[Passage to read]:

Harvesting will end around the time you read this. Production, including whites, is likely to total 12,000 tonnes, similar to last year.

However, the 2008-09 year has been challenging because of frosts and rain, says James Dicey of contract wine manager Grape Vision.

Carol Bunn, winemaker at Cromwell contract processor and bottler Vinpro, says she’s happy with progress of ferments and expects quality to be high.

Queenstown benefits. It’s hard to think of a better industry to complement an international tourist resort than becoming an emerging producer of some of the world’s best red wine.

Daytrippers from Queenstown throng Gibbston Valley and helicopters and wine-trail buses take visitors to more distant vineyards.

Central Otago may have escaped the glut that made Marlborough vineyards prune this year ahead of fears storage tanks mightn’t cope.

Marlborough contract prices for sauvignon blanc grapes dropped from more than $2000 a tonne to $1700 this season. Industry talk puts next season’s contracts at about $1200. Some uncontracted growers – the spot market – are finding it hard to sell.

Dicey reports Otago contract prices range from $3000-$3600 a tonne, down slightly from last year’s $3000-$3850. Spot rate is close to $3000 for those early in the market and nearer $2500 for latecomers.

Marlborough crops 10-20 tonnes per hectare, Otago crops five to six.

For money-orientated growers Marlborough’s the place to be, Dicey says. Those with passion to make the best wine possible will be in Otago, however.

“Route to market” constrains Otago. With pinot noir retailing for $35-$40 a bottle the key is to control the chain from production to trade, if not to the final consumer.

Initial investors in the Otago industry tended to be enthusiasts with a retirement income. Now corporates and a wider variety of investors are interested.

[Data shown]:
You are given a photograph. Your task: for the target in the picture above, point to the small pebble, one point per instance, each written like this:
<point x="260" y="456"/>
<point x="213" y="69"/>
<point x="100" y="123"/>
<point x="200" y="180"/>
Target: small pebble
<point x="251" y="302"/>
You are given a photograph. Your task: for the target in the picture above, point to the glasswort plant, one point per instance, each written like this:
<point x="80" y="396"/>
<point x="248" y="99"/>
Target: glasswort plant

[Exercise tasks]:
A: For each statement below, say yes or no depending on whether it agrees with the passage on the Central Otago wine harvest, and quote the words of that passage that settle it. (i) Otago contract prices are higher this year than last year. (ii) Marlborough crops more tonnes per hectare than Otago. (iii) The first investors in the Otago industry were mostly corporates.
B: Write what comes next in the passage on the Central Otago wine harvest, picking up after its final sentence.

[Exercise answers]:
A:
(i) No: "Otago contract prices range from $3000-$3600 a tonne, down slightly from last year’s $3000-$3850."
(ii) Yes: "Marlborough crops 10-20 tonnes per hectare, Otago crops five to six."
(iii) No: "Initial investors in the Otago industry tended to be enthusiasts with a retirement income."

B:
Otago vineyards average around eight hectares, compared with 20ha in Marlborough. The biggest Otago vineyard harvests about 1200 tonnes. Peter Yealands’s new investment in Marlborough harvests about 6000 tonnes and is moving to 12,000.

At the bottom end in Otago, River Rock makes wine for smaller growers. Its smallest customers are near-hobbyists who want as little as a barrel for home consumption, says River Rock winemaker Deborah Cruickshank.

The Waitaki Valley, a potential rival in pinot noir, is proving more susceptible to weather problems, according to hints. Central pinot looks likely to retain pole position.

Skyline and NZX

Skyline Enterprises’ chairman Barry Thomas must tire of repeating that the Queenstown-based company has no plans to list its shares on the New Zealand Exchange.

The question arises again because NZX may buy a company that owns half of Unlisted, the facility through which Skyline shares trade. Thomas was instrumental in setting up Unlisted and remains a director.

If the NZX move passes Commerce Commission scrutiny and NZX then tried to bring Skyline Enterprises and other Unlisted companies under its regulations, would Skyline stay?

“We’d be gone,” Thomas told BizScene.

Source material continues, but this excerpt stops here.